MATERIALS PROVIDED =
----------

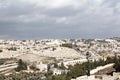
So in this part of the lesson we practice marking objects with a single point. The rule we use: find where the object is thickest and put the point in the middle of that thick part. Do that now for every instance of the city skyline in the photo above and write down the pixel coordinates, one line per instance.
(52, 19)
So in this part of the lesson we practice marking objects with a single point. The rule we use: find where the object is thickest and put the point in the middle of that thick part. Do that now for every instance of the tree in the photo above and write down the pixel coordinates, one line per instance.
(21, 66)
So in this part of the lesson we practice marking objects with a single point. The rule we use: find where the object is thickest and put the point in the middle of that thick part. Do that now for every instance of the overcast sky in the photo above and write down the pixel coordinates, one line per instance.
(42, 19)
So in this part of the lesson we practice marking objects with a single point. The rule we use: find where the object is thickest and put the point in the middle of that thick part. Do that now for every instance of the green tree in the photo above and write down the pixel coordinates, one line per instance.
(21, 65)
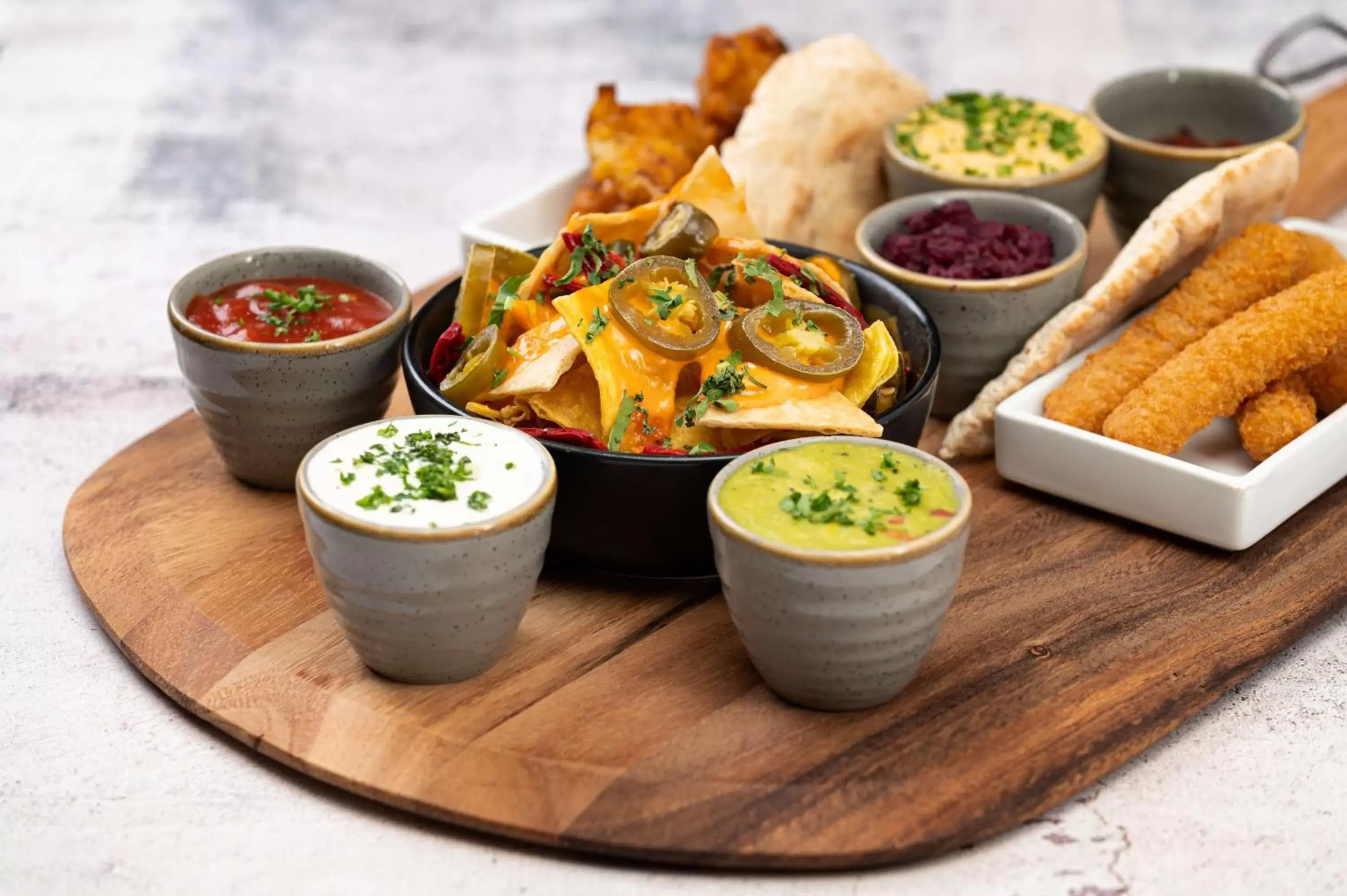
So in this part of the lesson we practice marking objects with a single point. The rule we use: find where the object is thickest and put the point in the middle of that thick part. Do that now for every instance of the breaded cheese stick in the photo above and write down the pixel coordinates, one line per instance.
(1269, 421)
(1290, 332)
(1261, 262)
(1327, 380)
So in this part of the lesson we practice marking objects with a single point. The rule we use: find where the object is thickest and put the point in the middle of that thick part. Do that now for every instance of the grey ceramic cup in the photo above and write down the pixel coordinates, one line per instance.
(982, 324)
(838, 630)
(429, 607)
(266, 404)
(1217, 105)
(1074, 188)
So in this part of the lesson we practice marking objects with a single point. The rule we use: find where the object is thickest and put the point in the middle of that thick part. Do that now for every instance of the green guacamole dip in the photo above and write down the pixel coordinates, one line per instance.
(840, 496)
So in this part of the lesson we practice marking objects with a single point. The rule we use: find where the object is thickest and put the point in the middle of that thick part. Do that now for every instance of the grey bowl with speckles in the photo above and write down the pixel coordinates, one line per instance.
(838, 630)
(982, 324)
(266, 404)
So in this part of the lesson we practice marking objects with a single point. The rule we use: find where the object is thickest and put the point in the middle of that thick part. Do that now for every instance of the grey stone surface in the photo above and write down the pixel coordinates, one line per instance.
(143, 136)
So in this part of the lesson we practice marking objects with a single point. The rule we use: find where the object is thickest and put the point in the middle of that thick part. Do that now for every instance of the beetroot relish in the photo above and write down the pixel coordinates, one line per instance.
(951, 242)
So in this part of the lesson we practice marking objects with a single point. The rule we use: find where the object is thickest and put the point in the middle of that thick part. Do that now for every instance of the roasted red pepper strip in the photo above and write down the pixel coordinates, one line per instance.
(563, 434)
(790, 268)
(445, 355)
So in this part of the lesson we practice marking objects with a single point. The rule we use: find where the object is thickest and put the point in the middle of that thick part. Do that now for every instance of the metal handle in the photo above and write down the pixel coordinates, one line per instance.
(1287, 37)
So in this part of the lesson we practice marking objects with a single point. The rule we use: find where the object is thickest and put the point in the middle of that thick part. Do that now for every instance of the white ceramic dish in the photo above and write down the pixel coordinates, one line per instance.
(1211, 491)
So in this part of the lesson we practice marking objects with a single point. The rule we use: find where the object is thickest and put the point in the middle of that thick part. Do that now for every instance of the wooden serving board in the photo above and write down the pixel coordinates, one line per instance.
(629, 723)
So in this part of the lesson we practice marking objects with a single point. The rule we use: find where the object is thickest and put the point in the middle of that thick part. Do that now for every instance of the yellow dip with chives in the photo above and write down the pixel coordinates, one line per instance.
(840, 496)
(997, 136)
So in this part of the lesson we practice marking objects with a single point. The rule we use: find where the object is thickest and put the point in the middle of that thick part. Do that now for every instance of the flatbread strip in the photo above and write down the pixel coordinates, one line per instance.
(1290, 332)
(1179, 233)
(1263, 260)
(1272, 419)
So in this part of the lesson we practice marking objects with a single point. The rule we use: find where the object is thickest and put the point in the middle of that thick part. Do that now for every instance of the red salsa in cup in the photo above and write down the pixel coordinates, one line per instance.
(287, 310)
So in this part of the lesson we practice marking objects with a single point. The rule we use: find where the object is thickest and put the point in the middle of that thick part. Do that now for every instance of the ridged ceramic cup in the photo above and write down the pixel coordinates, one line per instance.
(838, 630)
(982, 324)
(267, 403)
(430, 607)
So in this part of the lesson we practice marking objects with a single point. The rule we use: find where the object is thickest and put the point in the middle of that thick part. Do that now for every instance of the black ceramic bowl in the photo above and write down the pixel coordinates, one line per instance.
(646, 517)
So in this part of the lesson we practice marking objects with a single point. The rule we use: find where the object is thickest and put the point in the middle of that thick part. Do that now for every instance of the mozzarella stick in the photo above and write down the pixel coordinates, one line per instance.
(1290, 332)
(1253, 266)
(1269, 421)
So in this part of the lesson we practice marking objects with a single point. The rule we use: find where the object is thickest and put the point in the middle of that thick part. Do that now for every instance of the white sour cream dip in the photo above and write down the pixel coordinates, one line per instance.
(426, 472)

----------

YOUR GOAL =
Could you restate the entries word for word, skipping any pictures?

FINISHED EXERCISE =
So in this part of the lesson we practice marking objects with a single point. The rule we use: find where the object is thickest and put the point in the middle of that thick part. Do that now for every instance of the city skyline in the photo above and write down the pixel coordinates, one line per instance.
(52, 19)
So in this part of the lesson we practice marking objects with a single point. The rule we use: find where the object is thickest and put the point in the middle of that thick part. Do that now for every instance of the tree in the photo above and write down the pixel coordinates, one line per instance.
(21, 66)
So in this part of the lesson we practice marking objects with a single point. The rule we use: find where the object is thickest and put the point in the middle of that thick part. Do that now for every instance of the overcast sky in the photo above and write down the pixel coordinates, one line per instance.
(42, 19)
So in this part of the lesson we practice marking objects with a single point. The rule we use: find where the object is thickest and put the point in the middle of that thick part. Do that now for every instance of the green tree in the photo above and write down the pixel coordinates, one line per instance.
(21, 65)
So in this part of the lesson we practice marking objects with a single point. The rule we use: find where the object is thickest and put the point in the middle of that thick part. Do that now for every instance of the breaded cheese stick in the photo above and write down the pixel coordinates, one line per instance.
(1269, 421)
(1290, 332)
(1261, 262)
(1327, 380)
So in this part of the lesson we practice marking objects with a single point. The rule we use: find where the object is thickest and put the point in the middle of that thick part. Do that now for every instance of the grey ceramic cup in the photo above and write down the pixel coordinates, one line per instance.
(982, 324)
(838, 630)
(429, 607)
(266, 404)
(1217, 105)
(1074, 188)
So in this part of the lesson we practice marking objects with a single point. The rule we use: find where the object is thickest and put the point in the middle of that thick part. Do that now for every instance of the green guacamole dip in the photo above and write down the pixel coordinates, one line per instance.
(840, 496)
So in this part of the lesson we practice marking objects with a single point. The rule we use: find where the object is thickest and put the point in the middle of that thick part. Do that now for every instance of the grey bowl with speckles in the photo above and write down the pixel coordinates, one line per instance.
(838, 630)
(982, 324)
(266, 404)
So in this part of the lesson we practice marking objects with a single point. The rule we use: find where the object is thickest and put the point in the middle of that thick part. Do that now for every instance of the grey stone surface in the photo above and write down the pixel coordinates, one line per instance.
(143, 136)
So in this part of the lesson we practice marking objects with a single point. The rule we use: find where the object is thickest and put the point in the middle of that thick part. Do that now for every instance of the beetroot relish in the photo above and write down the pixel coordinates, one line per instance.
(951, 242)
So in this part of the lesson we practice marking objects with a single point. The rule we use: find where the object is thickest and put the point in the middle of that thick part. Do that now for every instance of the roasted red pepper strip in the photo above and write down the pixel coordinates, one line per instance.
(563, 434)
(790, 268)
(445, 355)
So in this part of the lesson we practice marking objects with a single point. The rule we use: find where the object is thickest and put the point in the middle of that thick part. Do that now for every instance of the metal handle in the photo above and write down the pixel coordinates, one line per instance.
(1287, 37)
So in this part of the lesson we practice marking objects with a single point. The rule we use: find where the object is thickest and put the point in the middle of that thick part. Do that now for every instance of the white ceramic dish in the photo above and write down the pixel coordinates, one line per instance.
(1211, 491)
So in this part of the lesson we practice marking objects with a single point. The rule we use: find where the object is thickest and put the point in the middle of that thick part. Do that now for every instance of the wooden serving board in the photo above and write down the pixel coordinates, one line per instance.
(629, 723)
So in this part of the lesson we practice marking objects with a single point. The rule we use: find where the object is thickest and put the point in the middle of that thick part. Do that now for every instance of the yellow dip with chives in the photo above and write down the pixel coordinates, one line per instance.
(840, 496)
(997, 136)
So in this part of the lesson we practice marking objects with a single point. The rule we use: find where the object is thickest and put the point in the middle of that thick part. Do that now for every instance of the flatbread strip in the photo above and write down the pixel coordinates, one line per instance.
(1290, 332)
(1179, 233)
(1263, 260)
(1272, 419)
So in this part of the lesson we practice marking objects with a single point. The rule we use: find where the object is thickest and put the point in the middle of that thick part. Do that now for every instance of the red salsa in cup in the photo above and write down the pixel coordinates, one line per instance.
(287, 310)
So in this part of the lesson we practice marking objects with a single point. The rule we use: find where the object is thickest and put the point in the middle of that thick part. Do that now for every instance of the ridged ceramic cup in the photo above and write down the pixel coordinates, one line per instance.
(838, 630)
(982, 324)
(267, 403)
(430, 607)
So in this part of the lesson we practice marking objects with a single point. The rule we use: find where the object is thickest and put the point in the middle of that thick part. Do that now for every instance of the black ceramic bowl in the photo above and write down the pixel coordinates, one line per instance.
(646, 517)
So in this part of the lesson we practice marking objects with a single point. The rule we use: find where the object is thickest and put the point in the middle of that thick part. Do that now for every instance of the mozzarella stick in the photo above and write down the pixel coordinates, one line per instance.
(1290, 332)
(1253, 266)
(1269, 421)
So in this part of the lesson we practice marking objects with a single point. The rule we use: find where the object is thickest and put the point in the middle of that thick part. Do that now for every instance of the white sour cream dip in the photo above and write down the pixel coordinates, one line per instance.
(426, 472)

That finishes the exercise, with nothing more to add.